WHAT TO WORK ON
Report each line of the listing below that contains the word "kitten", copying every such line in full.

===== RECORDS

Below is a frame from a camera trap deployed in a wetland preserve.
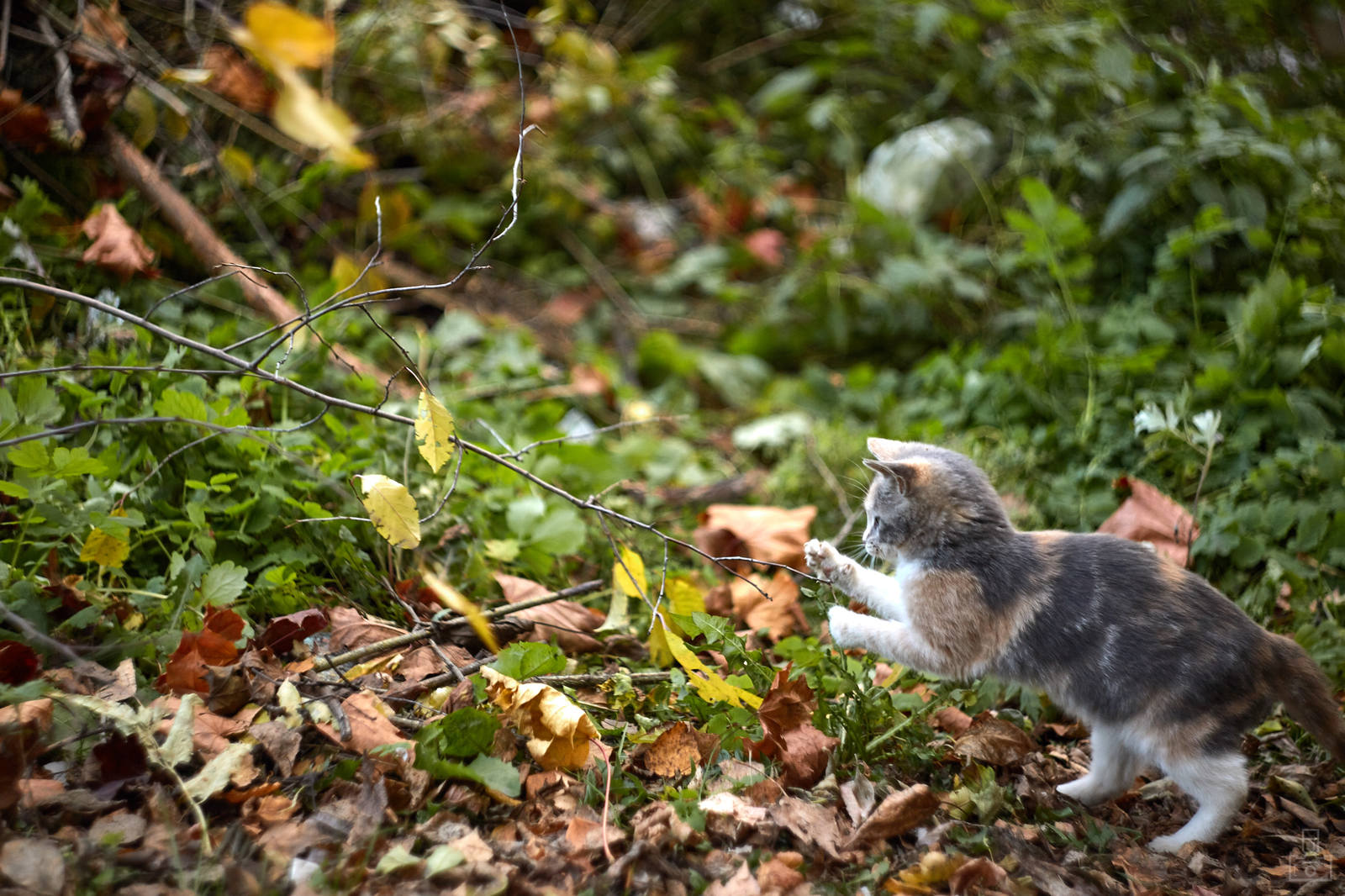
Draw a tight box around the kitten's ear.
[869,436,906,460]
[863,457,919,495]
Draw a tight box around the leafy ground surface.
[0,0,1345,896]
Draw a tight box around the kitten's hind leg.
[1056,725,1145,804]
[1148,752,1247,853]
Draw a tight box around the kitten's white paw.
[1056,775,1110,806]
[803,538,854,585]
[1148,834,1192,856]
[827,607,863,650]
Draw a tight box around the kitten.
[804,439,1345,853]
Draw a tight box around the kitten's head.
[863,439,1013,561]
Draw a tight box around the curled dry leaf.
[495,573,603,654]
[482,666,597,770]
[728,569,807,640]
[693,504,818,569]
[1098,477,1200,567]
[202,43,276,113]
[846,784,939,847]
[952,712,1037,766]
[643,723,701,777]
[82,203,155,280]
[749,663,841,787]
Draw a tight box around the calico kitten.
[804,439,1345,853]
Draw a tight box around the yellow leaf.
[356,473,419,547]
[233,0,336,71]
[650,619,762,709]
[667,576,704,616]
[482,667,597,770]
[271,69,374,168]
[421,572,500,654]
[599,545,650,631]
[79,529,130,567]
[415,389,456,472]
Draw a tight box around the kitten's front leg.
[827,607,966,678]
[803,538,910,621]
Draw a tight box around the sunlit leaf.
[417,572,500,654]
[233,0,336,70]
[415,389,455,472]
[356,473,419,547]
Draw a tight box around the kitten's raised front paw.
[803,538,854,587]
[827,607,863,650]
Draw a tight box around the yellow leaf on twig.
[233,0,336,71]
[356,473,419,547]
[650,616,762,709]
[482,666,597,770]
[415,389,455,472]
[599,545,650,631]
[421,572,500,654]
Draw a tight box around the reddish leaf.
[155,607,245,696]
[748,663,841,787]
[83,203,155,280]
[258,607,327,655]
[1098,477,1200,567]
[0,640,42,685]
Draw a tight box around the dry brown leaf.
[693,504,818,569]
[952,712,1037,766]
[1098,477,1200,567]
[930,706,971,737]
[644,723,701,777]
[328,607,406,652]
[202,43,276,114]
[729,569,807,640]
[748,663,839,787]
[318,690,415,766]
[495,573,603,654]
[82,202,155,280]
[482,666,597,770]
[846,784,939,849]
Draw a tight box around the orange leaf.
[82,203,155,280]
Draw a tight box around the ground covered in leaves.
[0,0,1345,896]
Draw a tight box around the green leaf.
[489,640,565,681]
[155,389,210,419]
[200,560,247,607]
[415,710,500,759]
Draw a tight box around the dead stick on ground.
[108,128,415,396]
[314,578,603,672]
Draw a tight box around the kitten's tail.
[1271,635,1345,766]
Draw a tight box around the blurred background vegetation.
[0,0,1345,683]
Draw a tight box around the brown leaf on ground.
[952,712,1037,766]
[643,723,701,777]
[691,504,818,569]
[0,838,66,896]
[257,607,327,656]
[155,607,244,696]
[82,203,155,280]
[771,795,850,862]
[948,857,1009,896]
[495,573,605,654]
[247,721,304,777]
[728,569,809,640]
[930,706,971,737]
[846,784,939,849]
[0,640,42,685]
[328,607,406,652]
[316,690,415,766]
[748,663,839,787]
[1098,477,1200,567]
[202,43,276,113]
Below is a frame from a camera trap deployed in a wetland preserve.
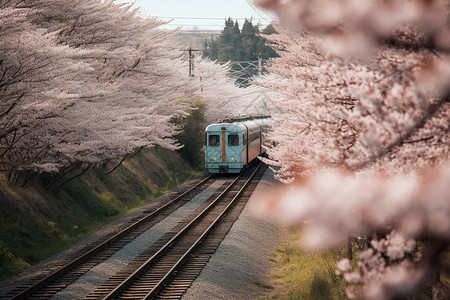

==========

SOLUTION FOR THIS PROBLEM
Draw a tight box around the kitten's ear.
Draw a tight box around the kitten's hind leg.
Draw a tight box around the kitten's white paw.
Draw a tight box around the kitten.
Draw a tight box around the kitten's head.
Draw a tight box around the calico kitten.
Draw a tight box around the kitten's front leg.
Draw a tight box around the kitten's raised front paw.
Draw a tight box around the kitten's tail.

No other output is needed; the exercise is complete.